**Problem statement:** Reproduce the lines below, switching every "bowl" to "dish" and leaving everything else unchanged.

(Collected data entries)
-- Begin --
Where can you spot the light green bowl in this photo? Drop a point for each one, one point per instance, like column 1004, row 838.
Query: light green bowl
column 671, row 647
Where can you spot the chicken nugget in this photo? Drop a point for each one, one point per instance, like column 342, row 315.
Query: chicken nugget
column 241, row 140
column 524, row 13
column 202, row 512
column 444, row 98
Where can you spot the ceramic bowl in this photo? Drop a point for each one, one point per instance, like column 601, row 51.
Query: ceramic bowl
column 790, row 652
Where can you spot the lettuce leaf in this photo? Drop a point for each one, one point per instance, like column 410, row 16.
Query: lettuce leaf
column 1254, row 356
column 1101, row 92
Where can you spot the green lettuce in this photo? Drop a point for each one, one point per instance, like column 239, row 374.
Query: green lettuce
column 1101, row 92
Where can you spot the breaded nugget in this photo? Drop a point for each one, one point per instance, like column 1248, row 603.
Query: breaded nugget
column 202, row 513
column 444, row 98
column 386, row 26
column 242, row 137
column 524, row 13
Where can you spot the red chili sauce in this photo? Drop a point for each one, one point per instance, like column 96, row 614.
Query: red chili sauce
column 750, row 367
-- End --
**Reply to the task:**
Where can you spot the light green dish in this photo? Drop a point for each one, one point per instance, like column 1004, row 838.
Query: light green dish
column 671, row 647
Where can you spot the chicken nugget in this photo? Drop a point for each one, one point per instance, like column 342, row 315.
Query: chicken nugget
column 241, row 140
column 524, row 13
column 202, row 512
column 444, row 98
Where can you spot the ceramic dish in this photo? Drop a point for each one, one point per instance, like column 601, row 51.
Query: ceramic dish
column 790, row 652
Where can you spot the lettuce leaf in this photo? Drop a point for each one, one point per instance, like column 410, row 16.
Query: lettuce leaf
column 1254, row 356
column 1101, row 92
Where can you spot the green lettuce in this photo? Drop a point for each one, one point per instance, like column 239, row 374.
Query: green lettuce
column 1101, row 92
Where can you spot the breaded nugget in this photo? Drop a point for each one, one point per instance, like column 1248, row 603.
Query: breaded nugget
column 202, row 513
column 444, row 98
column 386, row 26
column 242, row 137
column 524, row 13
Where can you spot the red chili sauce in this photo? Drop a point for each one, one point per instance, like column 96, row 614.
Query: red chili sauce
column 750, row 367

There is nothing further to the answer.